SUPPLIED MATERIAL —
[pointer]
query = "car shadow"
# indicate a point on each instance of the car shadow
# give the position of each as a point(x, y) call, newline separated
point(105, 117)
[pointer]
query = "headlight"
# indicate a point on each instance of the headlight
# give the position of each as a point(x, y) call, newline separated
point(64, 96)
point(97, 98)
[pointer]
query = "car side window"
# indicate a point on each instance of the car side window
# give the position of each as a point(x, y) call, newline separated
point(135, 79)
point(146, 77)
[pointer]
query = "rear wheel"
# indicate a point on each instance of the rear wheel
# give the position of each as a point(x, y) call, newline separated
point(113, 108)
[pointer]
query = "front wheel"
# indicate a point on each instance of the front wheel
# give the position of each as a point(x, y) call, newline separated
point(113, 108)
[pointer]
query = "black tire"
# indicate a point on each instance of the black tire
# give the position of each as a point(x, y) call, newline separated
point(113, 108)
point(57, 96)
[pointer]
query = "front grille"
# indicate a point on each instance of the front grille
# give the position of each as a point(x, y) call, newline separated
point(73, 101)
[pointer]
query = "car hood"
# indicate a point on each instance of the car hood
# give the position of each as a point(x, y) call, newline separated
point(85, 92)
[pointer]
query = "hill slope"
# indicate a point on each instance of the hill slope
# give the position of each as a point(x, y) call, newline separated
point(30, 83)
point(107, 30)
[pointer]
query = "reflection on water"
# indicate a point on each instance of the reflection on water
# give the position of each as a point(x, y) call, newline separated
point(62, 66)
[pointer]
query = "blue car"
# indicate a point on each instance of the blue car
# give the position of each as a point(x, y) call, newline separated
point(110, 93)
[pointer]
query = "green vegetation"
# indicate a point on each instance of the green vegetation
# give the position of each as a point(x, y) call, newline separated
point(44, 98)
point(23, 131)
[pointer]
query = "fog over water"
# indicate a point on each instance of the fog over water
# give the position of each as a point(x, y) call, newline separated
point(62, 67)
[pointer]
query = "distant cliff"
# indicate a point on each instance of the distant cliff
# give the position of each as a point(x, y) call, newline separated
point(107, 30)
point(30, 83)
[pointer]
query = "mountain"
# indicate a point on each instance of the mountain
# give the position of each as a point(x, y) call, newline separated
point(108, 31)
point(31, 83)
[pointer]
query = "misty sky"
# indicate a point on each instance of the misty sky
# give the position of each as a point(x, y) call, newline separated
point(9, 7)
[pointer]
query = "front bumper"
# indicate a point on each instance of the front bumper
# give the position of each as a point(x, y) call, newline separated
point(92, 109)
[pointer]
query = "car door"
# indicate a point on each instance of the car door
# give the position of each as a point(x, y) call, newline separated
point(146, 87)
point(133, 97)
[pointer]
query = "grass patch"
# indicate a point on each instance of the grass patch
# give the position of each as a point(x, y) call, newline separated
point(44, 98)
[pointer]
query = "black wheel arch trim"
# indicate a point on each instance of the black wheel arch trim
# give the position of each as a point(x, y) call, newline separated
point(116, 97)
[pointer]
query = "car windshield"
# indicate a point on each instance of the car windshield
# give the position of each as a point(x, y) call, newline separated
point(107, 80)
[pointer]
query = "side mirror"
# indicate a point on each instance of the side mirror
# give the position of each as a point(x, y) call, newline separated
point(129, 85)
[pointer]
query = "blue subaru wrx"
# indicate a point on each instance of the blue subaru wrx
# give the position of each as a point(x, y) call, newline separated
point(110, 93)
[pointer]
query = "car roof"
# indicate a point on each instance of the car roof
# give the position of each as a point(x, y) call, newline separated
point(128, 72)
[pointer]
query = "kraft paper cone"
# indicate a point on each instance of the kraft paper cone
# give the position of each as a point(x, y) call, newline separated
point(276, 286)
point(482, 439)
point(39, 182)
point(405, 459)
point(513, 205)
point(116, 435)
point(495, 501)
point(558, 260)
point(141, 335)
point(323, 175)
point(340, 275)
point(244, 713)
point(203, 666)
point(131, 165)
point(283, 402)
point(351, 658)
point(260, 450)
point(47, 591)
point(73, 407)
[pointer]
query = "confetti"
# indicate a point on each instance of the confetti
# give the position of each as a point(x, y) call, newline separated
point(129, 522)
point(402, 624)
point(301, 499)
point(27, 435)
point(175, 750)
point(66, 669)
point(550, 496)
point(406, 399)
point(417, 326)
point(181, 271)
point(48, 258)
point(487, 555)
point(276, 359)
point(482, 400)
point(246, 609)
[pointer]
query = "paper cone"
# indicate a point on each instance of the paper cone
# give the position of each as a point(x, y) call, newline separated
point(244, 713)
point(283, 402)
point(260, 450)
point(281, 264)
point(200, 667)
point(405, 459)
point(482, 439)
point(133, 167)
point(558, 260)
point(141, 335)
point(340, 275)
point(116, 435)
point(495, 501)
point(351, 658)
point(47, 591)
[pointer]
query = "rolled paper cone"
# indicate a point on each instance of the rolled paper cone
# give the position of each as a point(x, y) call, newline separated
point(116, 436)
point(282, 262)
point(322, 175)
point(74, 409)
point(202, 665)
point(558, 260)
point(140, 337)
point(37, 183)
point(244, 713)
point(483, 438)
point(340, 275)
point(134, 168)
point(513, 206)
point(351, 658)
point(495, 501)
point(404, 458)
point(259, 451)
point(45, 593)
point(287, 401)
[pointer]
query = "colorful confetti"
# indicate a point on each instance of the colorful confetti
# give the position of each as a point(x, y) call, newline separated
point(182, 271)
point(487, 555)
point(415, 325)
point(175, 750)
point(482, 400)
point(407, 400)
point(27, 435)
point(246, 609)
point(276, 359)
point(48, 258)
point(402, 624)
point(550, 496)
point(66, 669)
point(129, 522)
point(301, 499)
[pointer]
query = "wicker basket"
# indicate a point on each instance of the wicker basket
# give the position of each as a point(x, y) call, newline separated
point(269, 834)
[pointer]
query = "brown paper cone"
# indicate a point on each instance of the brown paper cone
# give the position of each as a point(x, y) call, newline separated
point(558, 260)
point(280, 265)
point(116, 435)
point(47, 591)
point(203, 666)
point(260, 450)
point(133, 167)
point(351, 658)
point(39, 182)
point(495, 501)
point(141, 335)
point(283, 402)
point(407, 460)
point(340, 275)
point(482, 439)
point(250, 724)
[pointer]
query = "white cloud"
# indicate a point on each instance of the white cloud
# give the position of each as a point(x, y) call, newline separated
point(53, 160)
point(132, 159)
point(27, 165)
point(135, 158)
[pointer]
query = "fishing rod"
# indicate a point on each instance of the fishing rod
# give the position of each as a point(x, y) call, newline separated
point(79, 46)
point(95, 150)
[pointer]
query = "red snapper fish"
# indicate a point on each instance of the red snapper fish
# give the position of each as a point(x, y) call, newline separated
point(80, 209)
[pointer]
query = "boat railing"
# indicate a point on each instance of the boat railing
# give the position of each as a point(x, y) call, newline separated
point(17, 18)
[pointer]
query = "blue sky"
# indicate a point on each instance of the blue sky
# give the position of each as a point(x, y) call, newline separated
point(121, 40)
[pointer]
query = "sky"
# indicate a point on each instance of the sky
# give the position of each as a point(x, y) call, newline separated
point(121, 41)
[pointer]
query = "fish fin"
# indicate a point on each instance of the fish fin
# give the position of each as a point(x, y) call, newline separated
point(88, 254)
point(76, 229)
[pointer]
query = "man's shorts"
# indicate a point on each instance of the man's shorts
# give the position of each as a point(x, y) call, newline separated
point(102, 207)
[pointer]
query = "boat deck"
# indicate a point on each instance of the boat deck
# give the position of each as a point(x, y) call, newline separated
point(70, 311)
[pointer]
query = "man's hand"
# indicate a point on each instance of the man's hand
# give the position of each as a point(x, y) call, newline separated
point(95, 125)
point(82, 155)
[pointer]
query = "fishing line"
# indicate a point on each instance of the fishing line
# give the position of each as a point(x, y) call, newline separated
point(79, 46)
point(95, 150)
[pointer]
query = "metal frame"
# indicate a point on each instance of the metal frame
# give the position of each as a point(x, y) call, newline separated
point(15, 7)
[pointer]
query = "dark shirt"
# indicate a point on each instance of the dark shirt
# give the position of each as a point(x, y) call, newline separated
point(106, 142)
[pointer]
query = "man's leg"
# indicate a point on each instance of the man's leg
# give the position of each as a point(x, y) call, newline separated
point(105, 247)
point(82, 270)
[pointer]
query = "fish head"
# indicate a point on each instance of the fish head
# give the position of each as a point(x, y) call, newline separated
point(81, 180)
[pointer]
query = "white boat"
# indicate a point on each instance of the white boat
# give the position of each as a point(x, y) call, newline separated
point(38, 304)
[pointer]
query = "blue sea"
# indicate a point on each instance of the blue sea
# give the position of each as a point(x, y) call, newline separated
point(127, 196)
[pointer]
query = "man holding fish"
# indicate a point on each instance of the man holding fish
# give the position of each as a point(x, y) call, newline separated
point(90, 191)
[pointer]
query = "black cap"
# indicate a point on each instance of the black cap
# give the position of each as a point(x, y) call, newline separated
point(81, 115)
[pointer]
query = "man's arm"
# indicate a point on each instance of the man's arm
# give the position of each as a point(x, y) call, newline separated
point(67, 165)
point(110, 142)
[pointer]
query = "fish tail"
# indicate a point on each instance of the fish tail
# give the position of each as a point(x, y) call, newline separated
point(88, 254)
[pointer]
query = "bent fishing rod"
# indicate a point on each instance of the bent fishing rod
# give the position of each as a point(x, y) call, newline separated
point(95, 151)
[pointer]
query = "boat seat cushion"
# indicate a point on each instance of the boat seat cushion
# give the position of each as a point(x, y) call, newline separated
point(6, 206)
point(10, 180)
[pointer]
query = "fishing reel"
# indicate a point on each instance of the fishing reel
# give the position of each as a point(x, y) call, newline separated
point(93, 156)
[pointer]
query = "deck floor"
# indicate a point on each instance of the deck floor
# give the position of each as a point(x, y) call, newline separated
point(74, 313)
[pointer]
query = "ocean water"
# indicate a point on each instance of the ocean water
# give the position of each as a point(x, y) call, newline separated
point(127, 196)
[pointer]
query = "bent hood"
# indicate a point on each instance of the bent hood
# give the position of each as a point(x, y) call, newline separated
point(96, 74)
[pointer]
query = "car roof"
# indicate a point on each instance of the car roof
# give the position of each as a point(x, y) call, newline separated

AIM — Reproduce the records from their beginning through the line containing "point(97, 98)", switching "headlight" to "taillight" and leaving everything else in those lines unchanged.

THE ANSWER —
[pointer]
query = "car shadow"
# indicate a point on each instance of the car shadow
# give the position of each as a point(x, y) call, newline separated
point(105, 117)
[pointer]
query = "taillight"
# indicate a point on each instance of the taillight
# give the position of each as a point(x, y) call, newline separated
point(64, 96)
point(97, 98)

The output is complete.